begin Document excerpt
BOOKSHELF

Natural History, Sept, 2001

Wild Nights: Nature Returns to the City, by Anne Matthews (North Point Press, 2001; $22)

Coyotes, peregrine falcons, wild turkeys, and other wildlife are now sighted in and around New York City--an amazing resurgence in "a profoundly unnatural landscape; a competitive maze; a wonder of money and art."

Holding Back the Sea: The Struggle for America's Natural Legacy on the Gulf Coast, by Christopher Hallowell (HarperCollins, 2001; $26)

In the Mississippi River delta--an area with more than 3 million acres of marsh and swamp--massive erosion, rising sea levels, introduced species, and other agents are destroying about twenty-five square miles of wetland a year and threatening the fish harvest, gas and oil reserves, the local residents, and even New Orleans itself.

Blue Nile: Ethiopia's River of Magic and Mystery, by Virginia Morell (National Geographic/Adventure Books, 2001; $26)

In her account of rafting 560 miles down the Abay Wenz ("great river")--from Lake Tana in Ethiopia to the Sudanese border--Morell interweaves the day-to-day drama of an expedition with a history of the river and portraits of its peoples.
end Document excerpt
begin Records supplied
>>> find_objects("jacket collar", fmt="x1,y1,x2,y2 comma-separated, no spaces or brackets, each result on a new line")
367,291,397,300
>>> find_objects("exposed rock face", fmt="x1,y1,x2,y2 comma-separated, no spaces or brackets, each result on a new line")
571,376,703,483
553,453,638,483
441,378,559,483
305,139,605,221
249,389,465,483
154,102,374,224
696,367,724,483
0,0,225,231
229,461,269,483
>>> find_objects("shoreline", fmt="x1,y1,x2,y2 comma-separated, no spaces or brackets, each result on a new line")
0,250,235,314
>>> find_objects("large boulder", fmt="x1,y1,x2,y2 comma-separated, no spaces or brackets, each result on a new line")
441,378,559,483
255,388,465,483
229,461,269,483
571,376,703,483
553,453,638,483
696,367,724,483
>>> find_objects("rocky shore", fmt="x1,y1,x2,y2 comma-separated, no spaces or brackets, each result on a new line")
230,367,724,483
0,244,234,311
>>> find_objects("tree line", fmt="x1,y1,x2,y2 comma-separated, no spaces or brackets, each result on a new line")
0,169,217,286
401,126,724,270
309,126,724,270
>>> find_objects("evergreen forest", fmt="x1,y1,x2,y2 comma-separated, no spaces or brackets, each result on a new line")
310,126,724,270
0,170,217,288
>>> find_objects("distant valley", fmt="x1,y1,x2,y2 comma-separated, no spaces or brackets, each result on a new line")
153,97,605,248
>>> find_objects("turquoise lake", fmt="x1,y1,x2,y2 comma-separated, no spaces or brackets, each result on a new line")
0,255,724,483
end Records supplied
**Task requirements:**
(a) Rewrite all the bounding-box entries so that "each result on a new line" becomes "one result per line" wherever it occurs, with nothing else changed.
(b) Extend the list of nature book reviews, picking up after its final sentence.
The nature book list and the entries are unrelated material.

**Answers for the tasks:**
(a)
>>> find_objects("jacket collar", fmt="x1,y1,x2,y2 comma-separated, no spaces or brackets, one result per line")
367,291,397,300
>>> find_objects("exposed rock face", fmt="x1,y1,x2,y2 comma-separated, no spaces or brackets, one result per line")
571,376,703,483
553,453,638,483
441,378,559,483
305,139,605,221
249,389,465,483
154,102,374,224
696,367,724,483
0,0,225,231
229,461,269,483
>>> find_objects("shoreline", fmt="x1,y1,x2,y2 comma-separated, no spaces or brackets, one result per line")
0,250,235,314
>>> find_objects("large boulder", fmt="x1,y1,x2,y2 comma-separated, no spaces or brackets, one result per line")
441,378,559,483
255,388,465,483
229,461,269,483
571,376,703,483
553,453,638,483
696,367,724,483
>>> find_objects("rocky shore", fmt="x1,y1,x2,y2 comma-separated, no spaces or brackets, one result per line")
230,367,724,483
0,244,234,311
>>> find_objects("tree line", fmt="x1,y1,x2,y2 comma-separated, no spaces or brackets, one result per line")
0,169,217,286
401,126,724,270
309,126,724,270
>>> find_objects("evergreen forest", fmt="x1,y1,x2,y2 comma-separated, no spaces or brackets, one result per line")
310,126,724,270
0,170,217,288
>>> find_objects("distant valley", fmt="x1,y1,x2,y2 comma-separated, no spaces or brackets, one result per line")
153,97,605,248
>>> find_objects("turquoise lake", fmt="x1,y1,x2,y2 comma-separated, no spaces or brackets, one result per line")
0,255,724,483

(b)
Barren Lands: An Epic Search for Diamonds in the North American Arctic, by Kevin Krajick (Holt, 2001; $24.95)

In 1991, in Canada's remote Northwest Territories, a small-time prospector discovered eighty-one tiny diamonds in a crater lake, precipitating "one of the greatest mining rushes in history."

The Mummy Congress: Science, Obsession, and the Everlasting Dead, by Heather Pringle (Hyperion, 2001; $23.95)

The Third World Congress on Mummy Studies, held in Chile in 1998, gave journalist Pringle the opportunity to observe this quirky discipline and to explore the "intimate relationship between the living and the everlasting dead."

Making Babies: The Science of Pregnancy, by David Bainbridge (Harvard University Press, 2001; $26)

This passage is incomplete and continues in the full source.